**GIVEN TASK**
Gather every line of the entries below that contains the word "answered", matching case exactly, and copy each such line in full.

**Pointing records**
- - - -

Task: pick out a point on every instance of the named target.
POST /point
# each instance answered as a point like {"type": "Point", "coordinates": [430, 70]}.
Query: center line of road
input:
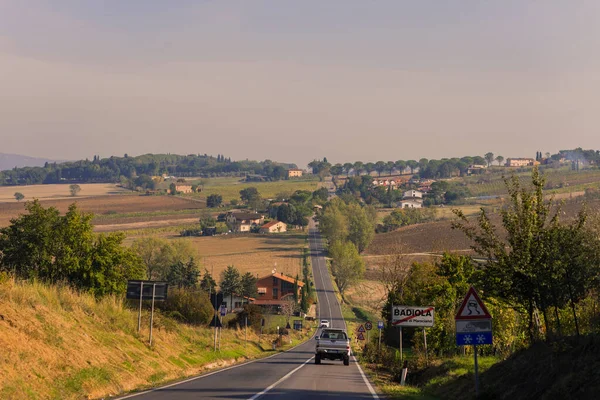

- - - -

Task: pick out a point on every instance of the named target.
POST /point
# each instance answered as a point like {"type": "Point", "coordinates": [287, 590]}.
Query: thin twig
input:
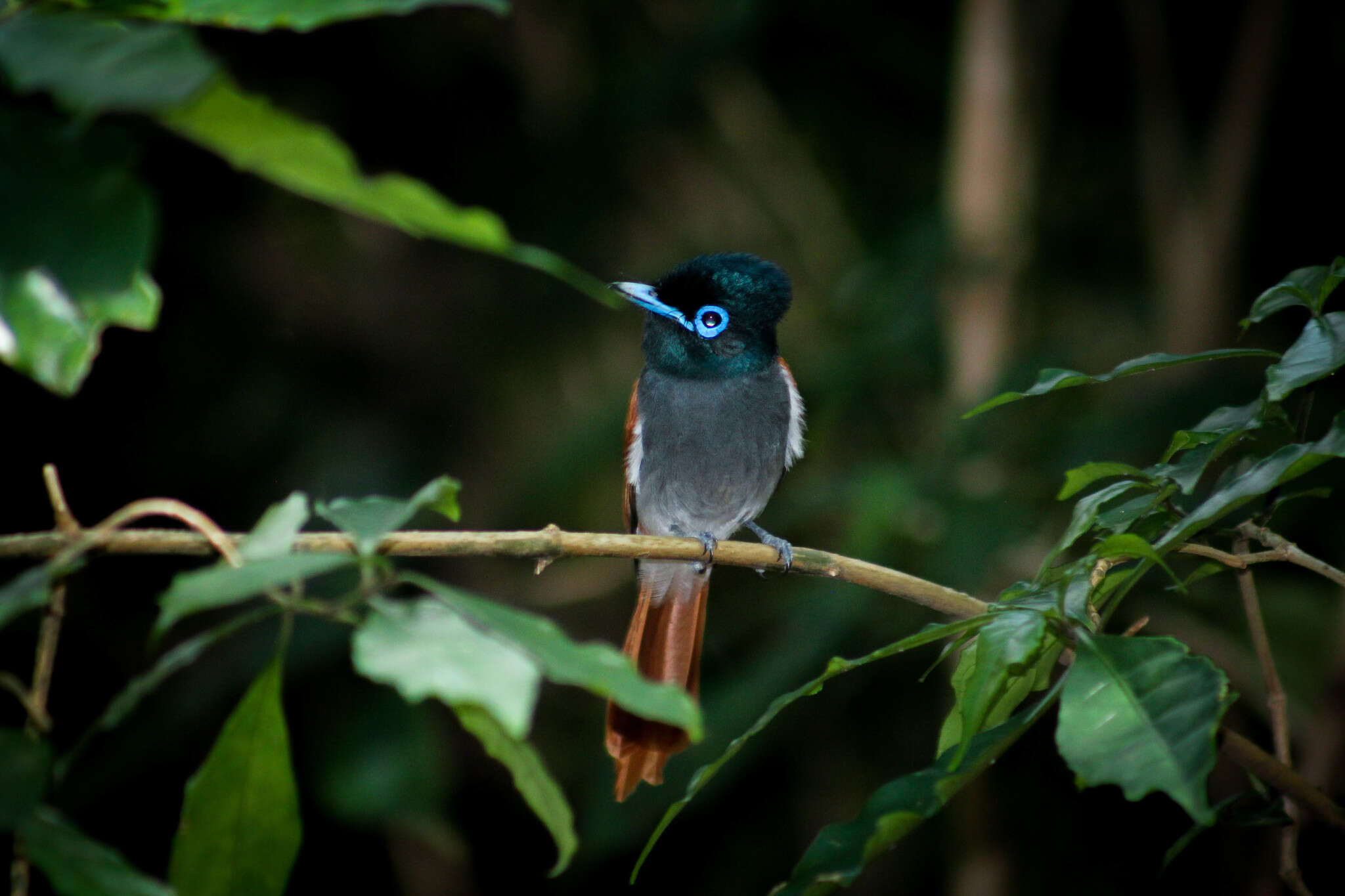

- - - -

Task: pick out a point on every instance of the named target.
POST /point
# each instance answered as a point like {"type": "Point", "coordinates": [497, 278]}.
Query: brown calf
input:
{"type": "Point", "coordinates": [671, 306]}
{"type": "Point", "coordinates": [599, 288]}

- - - -

**TASK ANSWER**
# each instance answered as a point like {"type": "Point", "coordinates": [430, 70]}.
# each instance answered as a point like {"type": "Point", "coordinates": [287, 590]}.
# each instance answered as a point like {"type": "Point", "coordinates": [497, 278]}.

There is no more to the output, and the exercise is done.